Texto em estudo:
Coletânea de poemas marca os 90 anos de Armindo Trevisan
Foto: Igor Sperotto
“É melhor ler muito e escrever pouco, não escrever livro nenhum a escrever um livro que não suscite dúvidas, alguma emoção, algum amor”, afirma Armindo Trevisan.
A convicção é de quem viveu para poder falar sobre a escrita. São nove décadas vividas entre a poesia, o ensino, os amigos e a família. O professor e poeta Armindo Trevisan completa 90 anos de vida em setembro, mas as celebrações e reverências pelos seus 90 anos já começaram.
Para quem já ensinou muito sobre arte a tantos, escreveu poesias e ensaios que iluminam e fez da palavra o seu ofício, nada mais justo que seu aniversário seja comemorado com um evento literário, com direito a poemas inéditos, entre outras surpresas.
Companhias são o que não lhe faltam. Na sua trajetória, o autor foi colecionando amizades e parcerias que resultaram em lindos projetos. Por exemplo, foi ele quem selecionou os poemas para antologias de Mario Quintana e também para outro amigo, Xico Stockinger. Também, escreveu um texto no livro A Matéria Encantada, de Luiz Eduardo Achutti, que aborda a última obra do escultor gaúcho.

Registros listados:
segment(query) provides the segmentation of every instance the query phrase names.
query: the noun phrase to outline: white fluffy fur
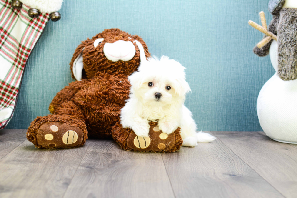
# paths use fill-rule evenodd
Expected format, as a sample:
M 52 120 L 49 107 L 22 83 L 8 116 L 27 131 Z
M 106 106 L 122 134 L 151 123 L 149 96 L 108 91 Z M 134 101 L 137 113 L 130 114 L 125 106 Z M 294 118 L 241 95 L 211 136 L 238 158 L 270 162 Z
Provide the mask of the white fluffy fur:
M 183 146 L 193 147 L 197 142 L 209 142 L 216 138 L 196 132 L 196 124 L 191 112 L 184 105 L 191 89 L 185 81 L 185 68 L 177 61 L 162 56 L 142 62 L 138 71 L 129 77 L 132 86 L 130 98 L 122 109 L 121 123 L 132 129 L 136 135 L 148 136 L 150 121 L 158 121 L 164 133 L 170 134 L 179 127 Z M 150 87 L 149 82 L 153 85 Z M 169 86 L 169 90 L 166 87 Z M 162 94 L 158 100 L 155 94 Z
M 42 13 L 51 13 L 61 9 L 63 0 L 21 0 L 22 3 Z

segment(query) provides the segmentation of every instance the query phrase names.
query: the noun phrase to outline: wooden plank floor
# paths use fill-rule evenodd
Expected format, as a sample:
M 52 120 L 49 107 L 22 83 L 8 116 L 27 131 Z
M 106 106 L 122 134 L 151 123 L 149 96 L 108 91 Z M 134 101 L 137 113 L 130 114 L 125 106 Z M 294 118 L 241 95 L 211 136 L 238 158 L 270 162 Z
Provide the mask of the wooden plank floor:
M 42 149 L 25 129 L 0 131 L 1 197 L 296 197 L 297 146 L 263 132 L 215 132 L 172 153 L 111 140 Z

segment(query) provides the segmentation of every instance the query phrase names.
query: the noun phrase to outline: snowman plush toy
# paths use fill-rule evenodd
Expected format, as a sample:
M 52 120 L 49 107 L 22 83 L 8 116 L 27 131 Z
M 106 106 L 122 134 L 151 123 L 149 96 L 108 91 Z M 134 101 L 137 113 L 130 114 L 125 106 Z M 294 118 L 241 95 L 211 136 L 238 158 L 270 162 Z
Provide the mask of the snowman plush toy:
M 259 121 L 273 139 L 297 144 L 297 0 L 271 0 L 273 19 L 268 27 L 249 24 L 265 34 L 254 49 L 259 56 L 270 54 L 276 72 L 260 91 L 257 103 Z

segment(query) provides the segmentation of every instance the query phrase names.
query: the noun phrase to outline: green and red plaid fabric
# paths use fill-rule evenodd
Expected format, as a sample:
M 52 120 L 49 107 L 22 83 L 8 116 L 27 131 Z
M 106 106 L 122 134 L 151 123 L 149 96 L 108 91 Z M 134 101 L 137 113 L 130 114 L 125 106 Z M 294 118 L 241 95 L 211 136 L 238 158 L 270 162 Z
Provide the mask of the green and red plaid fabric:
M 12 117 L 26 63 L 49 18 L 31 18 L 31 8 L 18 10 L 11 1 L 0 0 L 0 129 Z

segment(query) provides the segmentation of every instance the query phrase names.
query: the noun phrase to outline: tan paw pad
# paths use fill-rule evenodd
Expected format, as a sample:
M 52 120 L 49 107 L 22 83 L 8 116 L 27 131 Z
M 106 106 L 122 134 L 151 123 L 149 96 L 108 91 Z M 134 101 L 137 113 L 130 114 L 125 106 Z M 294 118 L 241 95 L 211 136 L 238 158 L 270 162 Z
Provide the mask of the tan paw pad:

Perguntas:
1. Resuma em duas frases o texto sobre os 90 anos de Armindo Trevisan.
2. Redigite um trecho do texto sobre Armindo Trevisan: comece nas palavras "Para quem já" e pare depois de "do escultor gaúcho.".

Respostas dadas:
1. O professor e poeta Armindo Trevisan completa 90 anos em setembro, e as comemorações já começaram, com um evento literário que inclui poemas inéditos. Ao longo da carreira, ele fez amizades e parcerias, como a seleção de poemas para antologias de Mario Quintana e Xico Stockinger e um texto no livro A Matéria Encantada, de Luiz Eduardo Achutti.

2.
Para quem já ensinou muito sobre arte a tantos, escreveu poesias e ensaios que iluminam e fez da palavra o seu ofício, nada mais justo que seu aniversário seja comemorado com um evento literário, com direito a poemas inéditos, entre outras surpresas.
Companhias são o que não lhe faltam. Na sua trajetória, o autor foi colecionando amizades e parcerias que resultaram em lindos projetos. Por exemplo, foi ele quem selecionou os poemas para antologias de Mario Quintana e também para outro amigo, Xico Stockinger. Também, escreveu um texto no livro A Matéria Encantada, de Luiz Eduardo Achutti, que aborda a última obra do escultor gaúcho.